## [PROBLEM TO SOLVE]
Reproduce the listing below exactly, minus its pictures.

Image location labeling entries:
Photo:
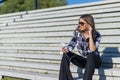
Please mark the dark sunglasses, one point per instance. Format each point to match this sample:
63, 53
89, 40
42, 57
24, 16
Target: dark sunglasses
81, 23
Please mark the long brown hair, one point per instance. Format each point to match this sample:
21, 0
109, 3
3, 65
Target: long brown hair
90, 20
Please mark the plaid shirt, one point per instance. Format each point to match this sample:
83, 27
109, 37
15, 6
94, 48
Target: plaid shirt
82, 44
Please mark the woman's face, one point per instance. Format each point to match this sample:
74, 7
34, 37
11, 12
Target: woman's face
83, 25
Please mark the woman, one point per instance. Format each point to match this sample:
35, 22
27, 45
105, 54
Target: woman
87, 40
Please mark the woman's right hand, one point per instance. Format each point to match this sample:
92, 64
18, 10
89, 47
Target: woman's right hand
65, 50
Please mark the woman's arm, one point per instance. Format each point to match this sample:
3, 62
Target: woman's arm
92, 45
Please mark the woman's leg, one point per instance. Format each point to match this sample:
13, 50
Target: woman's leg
92, 62
65, 73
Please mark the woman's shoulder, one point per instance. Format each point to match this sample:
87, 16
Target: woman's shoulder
97, 34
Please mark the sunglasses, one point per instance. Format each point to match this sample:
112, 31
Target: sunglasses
81, 23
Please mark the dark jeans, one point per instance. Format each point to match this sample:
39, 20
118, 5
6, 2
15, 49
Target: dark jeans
90, 63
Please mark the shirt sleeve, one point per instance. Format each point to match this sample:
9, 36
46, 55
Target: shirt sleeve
73, 42
97, 40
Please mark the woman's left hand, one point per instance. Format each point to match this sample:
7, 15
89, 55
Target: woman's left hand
90, 29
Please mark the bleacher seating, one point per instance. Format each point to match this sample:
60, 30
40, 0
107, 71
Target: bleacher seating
30, 41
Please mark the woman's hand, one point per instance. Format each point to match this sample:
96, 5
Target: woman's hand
90, 29
65, 50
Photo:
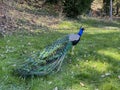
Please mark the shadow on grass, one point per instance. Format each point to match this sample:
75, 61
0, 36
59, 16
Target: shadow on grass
90, 47
94, 22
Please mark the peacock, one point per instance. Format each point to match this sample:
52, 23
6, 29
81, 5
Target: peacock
50, 59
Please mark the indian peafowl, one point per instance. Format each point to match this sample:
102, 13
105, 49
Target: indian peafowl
51, 58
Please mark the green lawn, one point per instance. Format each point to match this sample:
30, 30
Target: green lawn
94, 65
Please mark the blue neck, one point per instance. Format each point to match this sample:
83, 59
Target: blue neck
80, 32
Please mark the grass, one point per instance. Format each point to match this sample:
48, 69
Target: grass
94, 65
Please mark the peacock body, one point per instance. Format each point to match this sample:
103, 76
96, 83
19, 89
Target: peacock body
50, 59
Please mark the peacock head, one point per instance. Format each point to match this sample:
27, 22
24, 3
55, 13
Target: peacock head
81, 31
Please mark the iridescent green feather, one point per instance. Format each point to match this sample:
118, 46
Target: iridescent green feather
48, 60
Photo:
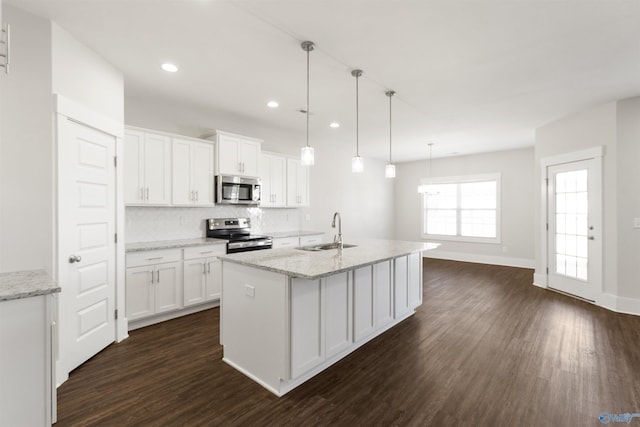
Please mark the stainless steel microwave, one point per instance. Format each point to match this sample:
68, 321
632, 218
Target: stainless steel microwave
237, 190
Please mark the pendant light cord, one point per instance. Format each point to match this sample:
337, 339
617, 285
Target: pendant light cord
357, 118
307, 98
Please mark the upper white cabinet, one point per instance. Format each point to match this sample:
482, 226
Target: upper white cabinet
273, 172
147, 168
236, 154
192, 172
297, 183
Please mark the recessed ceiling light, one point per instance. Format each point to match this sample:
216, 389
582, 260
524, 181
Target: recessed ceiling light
169, 68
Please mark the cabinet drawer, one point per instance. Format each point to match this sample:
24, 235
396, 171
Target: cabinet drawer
135, 259
205, 251
285, 242
310, 240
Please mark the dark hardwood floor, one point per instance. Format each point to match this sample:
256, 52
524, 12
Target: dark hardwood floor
485, 349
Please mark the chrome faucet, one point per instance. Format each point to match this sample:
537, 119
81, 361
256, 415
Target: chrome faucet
337, 239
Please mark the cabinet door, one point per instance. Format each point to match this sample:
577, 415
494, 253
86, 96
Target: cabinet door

## [EXERCISE RESPONSE]
Photo:
Please mark the dark sunglasses, one point per instance. Format each point to match this sample:
63, 53
89, 40
42, 57
24, 16
Target: dark sunglasses
81, 23
Please mark the long brown hair, one point per instance. Format each point to match this sample:
21, 0
109, 3
3, 65
Target: long brown hair
90, 20
Please mark the plaid shirt, one point per instance. Format each point to match this sample:
83, 27
109, 37
15, 6
94, 48
Target: plaid shirt
82, 44
Please mark the woman's face, one point per instance. Format each point to match this sample:
74, 7
34, 37
11, 12
Target: woman's face
83, 25
Please mark the woman, one point per instance. Format each point to match this sample:
35, 22
27, 45
105, 54
Target: woman
87, 40
Please mark the woman's right hand, one point per instance. Format each point to match this sample:
92, 64
18, 10
89, 47
Target: woman's right hand
65, 50
Please mark the woman's arm, one point per instance. Format each point to match this sample:
3, 62
Target: woman's arm
92, 45
Please mark the woman's leg, one point per instance. Format each point to match this sample:
13, 50
Target: woman's leg
92, 62
65, 73
Please mark the woman's shoulder, one point per instance. Format each point to match this sample:
87, 16
Target: woman's shoulder
97, 34
Please mark the sunglasses, one point per instance. Format each point to match this sample:
112, 31
Target: sunglasses
81, 23
Please mark the dark jeans, one point per instance. Format each point to match this sample:
39, 20
118, 5
6, 2
15, 49
Target: dark jeans
90, 63
Please mark the shirt sleeve, one point per instance. Format each point to match this sample:
9, 36
46, 55
Target: shirt sleeve
73, 42
97, 40
Please mark the woman's left hand, one point per instance. Format each point to match this sample:
7, 15
89, 55
Target: woman's left hand
90, 29
Please mark the bleacher seating, one point per instance. Format each point to match this sample:
60, 30
40, 0
107, 71
Target: bleacher seating
30, 41
Please mark the woman's hand, one point per instance. Format each point to match this sample:
96, 5
Target: woman's hand
90, 29
65, 50
Photo:
Please mark the shadow on grass, one point per instance. Format each point to match this sample:
75, 61
0, 36
59, 16
Target: shadow on grass
90, 47
94, 22
Please mark the peacock, one point per instance. Format each point to match this sample:
52, 23
6, 29
81, 5
Target: peacock
50, 59
Please mark the indian peafowl, one point per instance. Format each point to match this sample:
102, 13
105, 49
Target: indian peafowl
51, 58
Please mark the green lawn, one point per instance. Format each point to match this sample:
30, 30
Target: green lawn
94, 65
Please mark the blue neck, one point per instance. Format each point to match this sample:
83, 59
Target: blue neck
80, 32
Please mark the grass, one point per instance. Format each point to match this sample:
48, 69
Target: grass
94, 65
Please mark the peacock body, one point per instance. Format each point to match this sample:
103, 76
96, 83
19, 89
Target: peacock body
50, 59
Please mark the peacock head, one point per instance. Format each point to match this sample:
27, 22
24, 3
55, 13
Target: peacock head
81, 31
Please mark the iridescent green feather, one point per instance. Format each point to match this sample:
118, 46
Target: iridescent green feather
48, 60
Photo:
Please mark the stainless steel microwave, one point per instance. Format each point to match this sample:
68, 321
632, 218
Target: stainless steel microwave
237, 190
Please mark the pendant light cord, one point per instance. Format each point to match this sample:
337, 339
617, 285
Target: pendant light cord
357, 118
307, 98
Please mark the upper white cabinet, one point per instance. Format each point to match this sample:
482, 226
Target: upper white cabinet
273, 172
147, 168
236, 154
192, 172
297, 183
Please mark the recessed ceiling light, one point per instance. Format each point to match this sample:
216, 389
582, 260
524, 181
Target: recessed ceiling light
169, 68
Please mark the cabinet drawer, one point per instance. Format each point to match this sample:
24, 235
396, 171
Target: cabinet drawer
135, 259
205, 251
285, 242
310, 240
Please mark the dark hardwood floor, one point per instance. Format each point to match this sample:
256, 52
524, 12
Target: dark hardwood floor
485, 349
Please mark the chrome faucet, one point per instance. Format each point to match this sample:
537, 119
81, 361
256, 415
Target: chrome faucet
337, 239
Please mark the cabinet door, one point per instance. Format each point to match this sample:
577, 415
494, 253
86, 96
Target: cabinet door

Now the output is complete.